** Opening Listed records block **

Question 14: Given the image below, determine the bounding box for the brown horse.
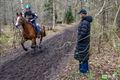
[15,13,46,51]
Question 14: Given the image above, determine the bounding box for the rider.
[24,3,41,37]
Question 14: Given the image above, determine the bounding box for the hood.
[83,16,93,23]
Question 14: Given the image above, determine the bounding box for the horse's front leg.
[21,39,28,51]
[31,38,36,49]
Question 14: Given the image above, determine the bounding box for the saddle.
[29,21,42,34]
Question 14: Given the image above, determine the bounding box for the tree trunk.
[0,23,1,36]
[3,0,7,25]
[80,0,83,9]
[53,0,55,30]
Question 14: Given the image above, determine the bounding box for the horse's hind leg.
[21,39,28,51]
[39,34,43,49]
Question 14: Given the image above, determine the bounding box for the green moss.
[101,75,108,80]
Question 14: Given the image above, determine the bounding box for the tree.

** Closing Listed records block **
** Opening Listed records block **

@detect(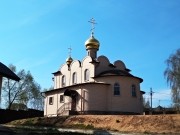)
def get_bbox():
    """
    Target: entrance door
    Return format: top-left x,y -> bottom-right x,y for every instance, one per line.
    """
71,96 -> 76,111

** Closing Listed records block **
** Opening Listed records block **

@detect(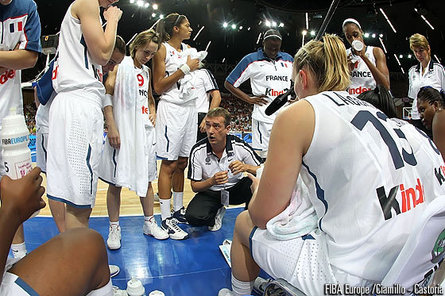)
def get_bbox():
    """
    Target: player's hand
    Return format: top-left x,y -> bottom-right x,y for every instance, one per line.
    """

** Closing Listed records block **

● Work order: Look above for the line holding "the green moss.", then set down exactly that line and every line after it up to and including the line holding "for the tree.", with nothing else.

● Answer to this problem:
Question 14: Given the image above, determine the bounding box for the green moss.
[101,75,108,80]
Question 14: Given the image above, determine the bounding box for the tree.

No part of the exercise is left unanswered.